--- Work to complete ---
a - In the text about being born again, where did Ted Scott's parents take him?
b - From the text about being born again, copy the part from "I approach the" up to and including "point of view." word for word.

--- Provided text ---
*** Begin section ***

As Dr. Phil would ask, Ted, "So how is this born again thing working for you?"
 

Ted Scott’s response:

I echo many of the things Doug has said, since we have had many similar early-life experiences.

I approach the whole thing about being born again with two distinct responses. First, distaste with simplistic evangelical approaches: "are you born again, brother?" Have you got Jesus in your heart? Because if you’re not right with God you’re in the outer darkness." Personal confession: my parents took me to Bible conferences where just those questions were asked. And I agonized over whether to raise my hand and say yes or not. I didn’t want to go to hell. I also resented being manipulated and made afraid. Such approaches aren’t healthy from my point of view.

*** End section ***

--- Record set ---
*** Begin section ***

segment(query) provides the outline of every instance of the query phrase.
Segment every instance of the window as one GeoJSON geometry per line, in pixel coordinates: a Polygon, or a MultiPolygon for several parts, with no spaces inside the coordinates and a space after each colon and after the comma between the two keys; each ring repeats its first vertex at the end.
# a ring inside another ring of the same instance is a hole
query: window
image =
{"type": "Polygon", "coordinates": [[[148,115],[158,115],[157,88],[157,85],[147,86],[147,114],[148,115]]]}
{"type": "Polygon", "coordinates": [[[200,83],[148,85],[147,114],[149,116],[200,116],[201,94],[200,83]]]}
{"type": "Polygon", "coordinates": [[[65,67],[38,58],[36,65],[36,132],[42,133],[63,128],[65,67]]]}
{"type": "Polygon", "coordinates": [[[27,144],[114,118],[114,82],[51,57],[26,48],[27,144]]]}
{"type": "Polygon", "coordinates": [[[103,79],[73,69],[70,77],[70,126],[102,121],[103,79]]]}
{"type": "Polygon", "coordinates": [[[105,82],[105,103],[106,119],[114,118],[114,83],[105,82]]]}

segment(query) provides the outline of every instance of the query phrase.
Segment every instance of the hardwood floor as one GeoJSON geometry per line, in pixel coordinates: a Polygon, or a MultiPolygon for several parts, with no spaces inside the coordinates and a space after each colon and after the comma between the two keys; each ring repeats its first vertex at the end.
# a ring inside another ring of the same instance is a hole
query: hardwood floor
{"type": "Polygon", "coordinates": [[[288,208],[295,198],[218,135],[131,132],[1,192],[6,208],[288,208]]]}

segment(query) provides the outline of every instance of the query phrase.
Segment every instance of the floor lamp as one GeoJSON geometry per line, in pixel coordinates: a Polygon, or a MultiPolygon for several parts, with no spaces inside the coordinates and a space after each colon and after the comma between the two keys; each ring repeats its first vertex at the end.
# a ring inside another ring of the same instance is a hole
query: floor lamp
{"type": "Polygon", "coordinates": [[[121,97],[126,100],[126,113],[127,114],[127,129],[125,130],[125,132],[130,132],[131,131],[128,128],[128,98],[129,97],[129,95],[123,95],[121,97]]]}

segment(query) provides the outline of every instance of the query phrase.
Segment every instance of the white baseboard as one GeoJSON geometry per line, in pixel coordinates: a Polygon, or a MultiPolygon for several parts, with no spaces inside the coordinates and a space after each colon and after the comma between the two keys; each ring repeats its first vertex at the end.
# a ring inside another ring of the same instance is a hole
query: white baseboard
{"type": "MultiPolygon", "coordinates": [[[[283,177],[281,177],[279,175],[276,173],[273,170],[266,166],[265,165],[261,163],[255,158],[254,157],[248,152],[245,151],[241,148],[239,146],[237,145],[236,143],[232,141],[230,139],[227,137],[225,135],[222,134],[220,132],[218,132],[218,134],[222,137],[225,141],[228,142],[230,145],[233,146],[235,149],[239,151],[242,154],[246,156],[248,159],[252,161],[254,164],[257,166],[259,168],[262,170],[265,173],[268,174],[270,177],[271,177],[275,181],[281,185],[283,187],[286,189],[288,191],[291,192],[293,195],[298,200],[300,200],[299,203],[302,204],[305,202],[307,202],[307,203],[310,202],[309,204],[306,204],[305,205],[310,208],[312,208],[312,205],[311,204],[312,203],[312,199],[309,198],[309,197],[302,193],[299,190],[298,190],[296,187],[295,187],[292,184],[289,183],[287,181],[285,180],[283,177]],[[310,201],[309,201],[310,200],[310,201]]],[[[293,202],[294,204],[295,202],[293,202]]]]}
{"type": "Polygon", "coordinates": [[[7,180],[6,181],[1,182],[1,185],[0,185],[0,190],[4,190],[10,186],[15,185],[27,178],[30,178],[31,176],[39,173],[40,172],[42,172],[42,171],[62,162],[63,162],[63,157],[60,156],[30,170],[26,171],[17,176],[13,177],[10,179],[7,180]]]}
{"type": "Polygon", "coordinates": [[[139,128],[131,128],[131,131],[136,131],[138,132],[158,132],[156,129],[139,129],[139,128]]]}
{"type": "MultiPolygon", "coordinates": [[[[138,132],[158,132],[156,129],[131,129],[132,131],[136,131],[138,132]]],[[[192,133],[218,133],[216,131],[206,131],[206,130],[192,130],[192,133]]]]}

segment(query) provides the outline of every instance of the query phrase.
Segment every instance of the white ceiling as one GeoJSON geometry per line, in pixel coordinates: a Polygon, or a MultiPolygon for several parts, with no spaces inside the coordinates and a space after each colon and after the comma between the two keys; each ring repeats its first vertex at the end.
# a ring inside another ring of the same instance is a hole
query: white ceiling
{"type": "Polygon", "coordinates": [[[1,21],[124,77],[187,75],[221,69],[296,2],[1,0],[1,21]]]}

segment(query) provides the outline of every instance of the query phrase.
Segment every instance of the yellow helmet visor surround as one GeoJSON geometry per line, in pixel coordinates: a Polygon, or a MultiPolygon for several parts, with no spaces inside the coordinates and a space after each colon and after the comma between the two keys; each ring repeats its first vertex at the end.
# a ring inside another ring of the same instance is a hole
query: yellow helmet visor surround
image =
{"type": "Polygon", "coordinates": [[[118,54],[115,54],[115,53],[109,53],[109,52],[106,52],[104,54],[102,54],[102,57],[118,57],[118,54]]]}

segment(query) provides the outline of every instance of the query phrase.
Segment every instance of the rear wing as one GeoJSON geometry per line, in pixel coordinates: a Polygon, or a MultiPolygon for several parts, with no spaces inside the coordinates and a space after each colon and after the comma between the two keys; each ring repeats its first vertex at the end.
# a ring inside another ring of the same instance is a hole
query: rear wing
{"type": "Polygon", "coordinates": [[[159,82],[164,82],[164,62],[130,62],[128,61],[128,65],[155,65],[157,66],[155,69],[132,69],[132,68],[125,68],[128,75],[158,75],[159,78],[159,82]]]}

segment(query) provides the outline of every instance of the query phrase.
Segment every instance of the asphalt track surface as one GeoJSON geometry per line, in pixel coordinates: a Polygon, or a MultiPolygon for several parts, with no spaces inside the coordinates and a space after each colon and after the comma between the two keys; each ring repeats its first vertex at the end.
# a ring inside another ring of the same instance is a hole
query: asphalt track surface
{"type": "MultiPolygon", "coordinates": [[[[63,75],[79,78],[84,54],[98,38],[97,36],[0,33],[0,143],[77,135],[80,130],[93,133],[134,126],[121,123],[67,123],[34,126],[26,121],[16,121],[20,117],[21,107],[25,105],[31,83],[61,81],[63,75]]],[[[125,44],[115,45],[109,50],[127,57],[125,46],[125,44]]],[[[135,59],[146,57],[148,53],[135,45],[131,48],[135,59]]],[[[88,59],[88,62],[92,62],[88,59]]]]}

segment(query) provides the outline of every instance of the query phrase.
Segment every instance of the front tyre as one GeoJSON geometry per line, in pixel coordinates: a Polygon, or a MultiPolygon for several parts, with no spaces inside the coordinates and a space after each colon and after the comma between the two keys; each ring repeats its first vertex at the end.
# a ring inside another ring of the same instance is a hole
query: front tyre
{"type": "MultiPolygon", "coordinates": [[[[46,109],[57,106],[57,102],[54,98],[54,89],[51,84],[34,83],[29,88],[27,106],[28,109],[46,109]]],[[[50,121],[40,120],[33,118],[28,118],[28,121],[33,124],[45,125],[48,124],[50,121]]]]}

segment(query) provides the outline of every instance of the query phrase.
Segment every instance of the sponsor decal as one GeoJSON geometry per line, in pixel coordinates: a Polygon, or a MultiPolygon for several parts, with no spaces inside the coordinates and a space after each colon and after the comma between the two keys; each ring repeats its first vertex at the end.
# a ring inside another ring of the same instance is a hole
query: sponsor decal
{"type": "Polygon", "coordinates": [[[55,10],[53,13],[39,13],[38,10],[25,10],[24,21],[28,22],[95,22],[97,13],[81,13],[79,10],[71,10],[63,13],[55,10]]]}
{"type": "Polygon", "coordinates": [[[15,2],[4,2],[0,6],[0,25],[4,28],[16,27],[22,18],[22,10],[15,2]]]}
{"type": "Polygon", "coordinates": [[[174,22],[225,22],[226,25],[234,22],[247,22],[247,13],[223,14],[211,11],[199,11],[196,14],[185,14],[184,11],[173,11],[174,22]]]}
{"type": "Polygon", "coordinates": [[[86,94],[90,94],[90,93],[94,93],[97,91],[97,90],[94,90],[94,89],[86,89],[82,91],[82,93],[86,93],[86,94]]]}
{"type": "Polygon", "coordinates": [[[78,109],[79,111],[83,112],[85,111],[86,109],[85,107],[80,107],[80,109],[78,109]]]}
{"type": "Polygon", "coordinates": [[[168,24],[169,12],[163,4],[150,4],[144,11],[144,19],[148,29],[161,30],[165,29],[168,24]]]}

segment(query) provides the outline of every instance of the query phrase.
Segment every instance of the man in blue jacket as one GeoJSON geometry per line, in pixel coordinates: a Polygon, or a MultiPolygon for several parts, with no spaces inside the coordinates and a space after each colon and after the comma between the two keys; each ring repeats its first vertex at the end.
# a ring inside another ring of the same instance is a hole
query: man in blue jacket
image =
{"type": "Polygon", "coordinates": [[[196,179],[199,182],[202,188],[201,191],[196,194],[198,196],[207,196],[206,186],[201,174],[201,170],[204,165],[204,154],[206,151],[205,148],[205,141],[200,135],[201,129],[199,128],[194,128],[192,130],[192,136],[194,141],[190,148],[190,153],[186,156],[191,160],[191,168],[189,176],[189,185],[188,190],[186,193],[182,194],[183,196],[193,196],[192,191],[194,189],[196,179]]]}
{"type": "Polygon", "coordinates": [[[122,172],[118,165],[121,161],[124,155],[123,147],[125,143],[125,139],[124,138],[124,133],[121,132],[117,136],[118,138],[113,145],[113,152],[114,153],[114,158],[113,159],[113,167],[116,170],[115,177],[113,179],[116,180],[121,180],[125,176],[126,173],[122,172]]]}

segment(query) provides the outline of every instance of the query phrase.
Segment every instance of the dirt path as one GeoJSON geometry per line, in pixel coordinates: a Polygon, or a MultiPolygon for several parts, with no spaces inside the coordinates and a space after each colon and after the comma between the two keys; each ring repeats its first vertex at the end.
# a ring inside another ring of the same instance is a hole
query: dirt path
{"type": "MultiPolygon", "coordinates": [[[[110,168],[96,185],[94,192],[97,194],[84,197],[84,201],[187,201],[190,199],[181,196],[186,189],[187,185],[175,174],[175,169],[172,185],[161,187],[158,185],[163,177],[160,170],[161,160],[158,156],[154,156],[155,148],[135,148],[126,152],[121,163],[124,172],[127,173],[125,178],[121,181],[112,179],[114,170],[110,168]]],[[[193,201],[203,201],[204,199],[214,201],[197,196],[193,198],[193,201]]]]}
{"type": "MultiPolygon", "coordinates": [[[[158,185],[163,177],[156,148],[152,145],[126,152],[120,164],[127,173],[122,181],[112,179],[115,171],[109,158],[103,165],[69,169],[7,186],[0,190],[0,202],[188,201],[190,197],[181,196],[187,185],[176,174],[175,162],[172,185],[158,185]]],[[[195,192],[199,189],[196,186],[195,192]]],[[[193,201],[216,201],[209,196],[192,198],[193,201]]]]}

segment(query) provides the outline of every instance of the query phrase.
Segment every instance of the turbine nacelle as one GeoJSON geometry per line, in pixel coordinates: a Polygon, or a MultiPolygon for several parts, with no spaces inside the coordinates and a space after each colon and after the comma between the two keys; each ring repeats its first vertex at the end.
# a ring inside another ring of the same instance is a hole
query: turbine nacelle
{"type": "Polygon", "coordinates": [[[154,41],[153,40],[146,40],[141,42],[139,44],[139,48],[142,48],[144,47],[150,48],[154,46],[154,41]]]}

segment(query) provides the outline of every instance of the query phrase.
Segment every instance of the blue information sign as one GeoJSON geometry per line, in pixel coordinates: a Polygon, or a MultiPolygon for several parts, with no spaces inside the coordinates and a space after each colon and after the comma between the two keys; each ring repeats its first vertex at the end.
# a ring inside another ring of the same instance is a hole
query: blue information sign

*** End section ***

--- Responses in order ---
a - To Bible conferences.

b -
I approach the whole thing about being born again with two distinct responses. First, distaste with simplistic evangelical approaches: "are you born again, brother?" Have you got Jesus in your heart? Because if you’re not right with God you’re in the outer darkness." Personal confession: my parents took me to Bible conferences where just those questions were asked. And I agonized over whether to raise my hand and say yes or not. I didn’t want to go to hell. I also resented being manipulated and made afraid. Such approaches aren’t healthy from my point of view.